■ Yapılacak iş
Jan Arnald ile yapılan söyleşiyi son cümlesinin ardından devam ettirir misiniz?

■ Alıntı metin

□ □ □

Jan Arnald, pek çokları için anlam ifade etmeyebilir ama “Arne Dahl” dersek işin rengi değişir sanırız. Arne Dahl ismini kullanarak yazdığı polisiyelerle dünya çapında şöhrete kavuşan Jan Arnald, şöhreti ilginç bulmadığını söylüyor. İsveçli yazar, “Sanırım Kuzeyli ton, polisiyeye yakışıyor,” diyor.
Arnald’ın yazar adaylarına da bir tavsiyesi var: “Bir polisiye yazarı olarak her zaman derinlikli ve yaşayan karakterler yaratmaya gayret ettim. Kurguyu oluştururken karakterleri unutmayın!”
Hayatınıza dair bir araştırma yapmaya kalkınca gördüm ki internette hakkınızda çok az bilgi yer alıyor. Bilinçli bir tercih sizinki sanırım. Bu kadar tanınan, bol ödüllü, çok okunan bir yazarı okurlarımız kadar biz de merak ediyoruz. Jan Arnald kimdir, buradan başlayalım isterseniz…
Evet, bilinçli bir tercih. Bir bakıma Arne Dahl karakterinin arkasına gizleniyorum. Bu sayede özel yaşamım da bana özel kalıyor. Bu, münzevi biri olduğum anlamına gelmiyor tabii. Ben sadece şöhreti ilginç bulmuyorum. Fark edilmeden sokaklarda dolaşmayı tercih ediyorum.
Peki, kimim ben? İsveç’in başkenti Stockholm’de dünyaya geldim. Hayatımın önemli bir bölümü de burada geçti. Almanya ve İspanya’da da yaşadım. Biri Berlin’de, diğeri Londra’da yaşayan iki yetişkin kızım var. İsveç’in edebiyat evreninde pek çok farklı işte çalıştım. Edebiyat dışında müzikten, spordan, seyahat etmekten hoşlanırım. Hayatımı çok göz önünde yaşamıyorum…
“Her daim edebiyatın içinde oldum”

□ □ □

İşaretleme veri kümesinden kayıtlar
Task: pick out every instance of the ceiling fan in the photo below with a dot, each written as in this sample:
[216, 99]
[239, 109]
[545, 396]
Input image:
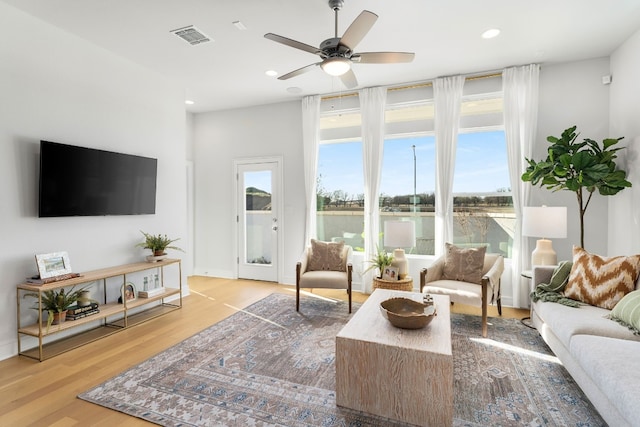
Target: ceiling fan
[338, 54]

□ □ □

■ Sonuç
Dünya sizi Arne Dahl ismiyle tanıdı. Polisiye yazarken bu ismi kullanıyorsunuz. Nedenini merak ettim…
Çok basit aslında: Polisiyeyi denemeye karar verdiğimde yeni bir yazar yaratma ihtiyacı duydum. Uyduruverdim.
Gazeteci kökenlisiniz, edebiyat eleştirileri yazıyorsunuz, editörlük yapıyorsunuz. Halihazırda dünyanın önemli gazetelerinden “Dagens Nyheter”de yazıyorsunuz. Yazarlık, edebiyat hep kanınızda vardı diyebilir miyiz? Yazmaya, yazar olmaya nasıl karar verdiniz?
Edebiyata ilgi duymam -özellikle de polisiye üzerinden- çok erken yaşlarıma dayanıyor. Daha çocukken ilgi çekici öyküler yazmıştım. Sanırım edebiyatın her daim içimde olduğunu söyleyebilirim. Edebiyat ve felsefe eğitimi aldım. 1990 yılında gerçek ismimle ilk kitabımı yayımladım. Doktoramı verdiğim 1995 yılına kadar da edebiyat üzerine çalışmayı sürdürdüm. Sonrasında derin bir yaratıcılık krizine kapılıp gerçekten istediğimin akademisyenlik veya eleştirmenlik yapmak değil yazmak, yazar olmak olduğuna karar verdim. Polisiye dünyasına adım atıp ismimi değiştirdim. Gerisini biliyorsunuz…
“İlgimi çeken, toplumdaki karanlık köşeler”
Yazma ritüelinizi merak ediyorum… Saatlerce oturup disiplinli bir şekilde yazar mısınız yoksa bir anda ilham gelir, bir oturuşta kurguyu oluşturup ilerler misiniz? Nasıl yazıyorsunuz?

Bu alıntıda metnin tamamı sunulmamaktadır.